I found that all these accusations arose only after the impeachment of Justice Ja’neh was being considered and pursued. First, there were those who felt that the Chief Justice should not have presided over the impeachment trial at the Liberian Senate. Second, there were those who determined that the Chief Justice should have taken steps to help Justice Ja’neh in the cases that were filed before the Supreme Court, first by Justice Ja’neh by way of a Writ of Prohibition to stop the House of Representatives from examining the complaint of Representatives Acarous Gray and Thomas, and then by four Senators against the amendment of Senate Rule #63.

In order to fully appreciate the situation, I shall endeavor to study or review the events that surrounded the impeachment of Justice Ja’neh and the aftermath and ramifications thereof. This review shall look at what actually happened and what should have been done or what could have been done in all the circumstances. This review shall therefore focus on the following areas:

  1. PROHIBITION FILED BY JUSTICE JA’NEH
  2. CASE FILED BY THE SENATORS
  3. BILL OF IMPEACHMENT IN THE HOUSE OF REPRESENTATIVES
  4. IMPEACHMENT TRIAL IN THE LIBERIAN SENATE

First, I shall look at the cases which were filed before the Supreme Court; and then we shall look at what transpired at the Capitol Building.

  1. PROHIBITION FILED BY JUSTICE JA’NEH

Two Members of the House of Representatives, namely, Hon. Acarous Moses Gray and Hon. Thomas Fallah of Montserrado County filed a written complaint to the Plenary of the House of Representatives against Justice Ja’neh proposing that he be impeached. The complaint of these two law makers was duly tabled and a committee was set up and mandated to study the complaint and report back to Plenary of the House at a later date.
════
Complete the following ::
- A) Put the rows into a Markdown table with the columns Entry and Content, numbering each line under Entry and placing the line itself under Content, and leave out any blank lines. Begin at the row that has "the client's blonde" and go through the last of the rows.
- B) Carry on the review of Justice Ja'neh's impeachment from the point where the text stops.
════
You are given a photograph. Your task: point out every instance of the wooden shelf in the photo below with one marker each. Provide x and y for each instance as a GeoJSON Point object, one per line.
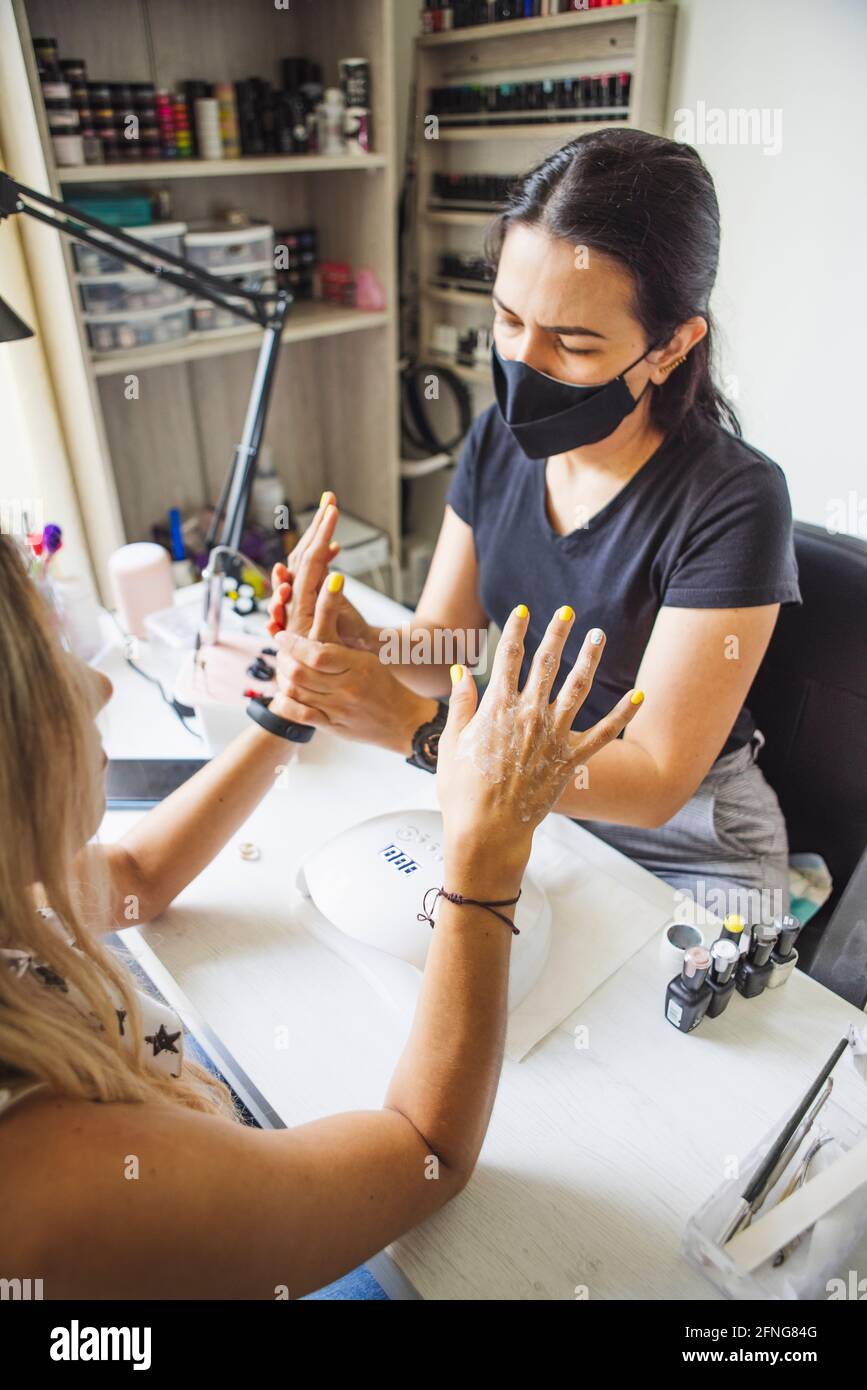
{"type": "Point", "coordinates": [474, 217]}
{"type": "Point", "coordinates": [459, 296]}
{"type": "Point", "coordinates": [523, 28]}
{"type": "Point", "coordinates": [306, 321]}
{"type": "Point", "coordinates": [152, 170]}
{"type": "Point", "coordinates": [528, 131]}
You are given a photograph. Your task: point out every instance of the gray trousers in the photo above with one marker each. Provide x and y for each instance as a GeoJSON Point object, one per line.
{"type": "Point", "coordinates": [727, 848]}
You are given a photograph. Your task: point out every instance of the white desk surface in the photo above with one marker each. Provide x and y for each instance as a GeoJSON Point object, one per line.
{"type": "Point", "coordinates": [595, 1155]}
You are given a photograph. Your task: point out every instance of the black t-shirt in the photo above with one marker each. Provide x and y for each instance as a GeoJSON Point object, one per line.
{"type": "Point", "coordinates": [705, 523]}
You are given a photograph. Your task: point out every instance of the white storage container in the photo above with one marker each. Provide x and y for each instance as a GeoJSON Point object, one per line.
{"type": "Point", "coordinates": [147, 328]}
{"type": "Point", "coordinates": [166, 236]}
{"type": "Point", "coordinates": [127, 293]}
{"type": "Point", "coordinates": [211, 319]}
{"type": "Point", "coordinates": [223, 248]}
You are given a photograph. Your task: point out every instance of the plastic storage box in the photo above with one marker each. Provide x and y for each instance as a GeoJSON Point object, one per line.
{"type": "Point", "coordinates": [127, 293]}
{"type": "Point", "coordinates": [820, 1260]}
{"type": "Point", "coordinates": [147, 328]}
{"type": "Point", "coordinates": [223, 248]}
{"type": "Point", "coordinates": [166, 236]}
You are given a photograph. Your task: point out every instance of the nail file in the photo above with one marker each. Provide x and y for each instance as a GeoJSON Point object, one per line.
{"type": "Point", "coordinates": [803, 1208]}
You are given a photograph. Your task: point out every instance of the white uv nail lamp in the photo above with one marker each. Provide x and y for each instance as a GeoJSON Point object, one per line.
{"type": "Point", "coordinates": [370, 883]}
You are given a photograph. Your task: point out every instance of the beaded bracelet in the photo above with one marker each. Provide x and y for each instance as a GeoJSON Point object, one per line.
{"type": "Point", "coordinates": [457, 898]}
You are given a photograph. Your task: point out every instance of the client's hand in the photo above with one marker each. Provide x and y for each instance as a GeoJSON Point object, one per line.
{"type": "Point", "coordinates": [296, 584]}
{"type": "Point", "coordinates": [503, 766]}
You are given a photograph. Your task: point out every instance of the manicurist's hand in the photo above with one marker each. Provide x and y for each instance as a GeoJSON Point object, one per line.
{"type": "Point", "coordinates": [296, 584]}
{"type": "Point", "coordinates": [503, 765]}
{"type": "Point", "coordinates": [349, 690]}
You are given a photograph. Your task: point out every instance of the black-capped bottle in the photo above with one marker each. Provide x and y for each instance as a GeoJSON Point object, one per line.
{"type": "Point", "coordinates": [784, 957]}
{"type": "Point", "coordinates": [756, 968]}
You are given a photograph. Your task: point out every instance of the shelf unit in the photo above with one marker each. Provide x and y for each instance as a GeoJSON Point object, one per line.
{"type": "Point", "coordinates": [335, 410]}
{"type": "Point", "coordinates": [635, 38]}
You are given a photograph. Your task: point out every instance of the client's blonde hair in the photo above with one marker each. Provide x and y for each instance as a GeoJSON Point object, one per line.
{"type": "Point", "coordinates": [49, 787]}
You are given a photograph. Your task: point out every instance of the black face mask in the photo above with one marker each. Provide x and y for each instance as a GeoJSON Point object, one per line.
{"type": "Point", "coordinates": [548, 416]}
════
Task-by-task answers ::
- A)
| Entry | Content |
|---|---|
| 1 | You are given a photograph. Your task: point out every instance of the client's blonde hair in the photo above with one marker each. Provide x and y for each instance as a GeoJSON Point object, one per line. |
| 2 | {"type": "Point", "coordinates": [49, 787]} |
| 3 | You are given a photograph. Your task: point out every instance of the black face mask in the photo above with one marker each. Provide x and y for each instance as a GeoJSON Point object, one per line. |
| 4 | {"type": "Point", "coordinates": [548, 416]} |

- B)
While this committee was out studying the complaint of the two Representatives, Justice Ja’neh, by and thru his legal counsel, Cllr. James E. Pierre and Arthur T. Johnson, filed a Petition for a Writ of Prohibition praying the Supreme Court to restrain and prohibit the House of Representatives from proceeding any further with the complaint of the two law makers. The House did not appear but instead continued with their investigation into the complaint of the two law makers.

Since Justice Ja’neh filed the case, he could not sit. The four members of the Court who heard the case were evenly split two-to-two and so the Court had to appoint a Circuit Judge as an Ad-hoc Justice for the purpose breaking the tie; thus the Court handed down a majority (split) decision dismissing the Prohibition proceedings. The Supreme Court held in the majority Opinion that the Prohibition was premature in that the House of Representatives had not, up to that point, done anything wrong that warranted the issuance of the Writ of Prohibition.

Coming back to this review or analysis, the critics have accused the Chief Justice of not helping Justice Ja’neh.  The question is, what should the Chief Justice have done? Should he have done other than what he did? The Supreme Court determined that the House of Representatives had not done anything to warrant the issuance of the Writ of Prohibition. Was that true?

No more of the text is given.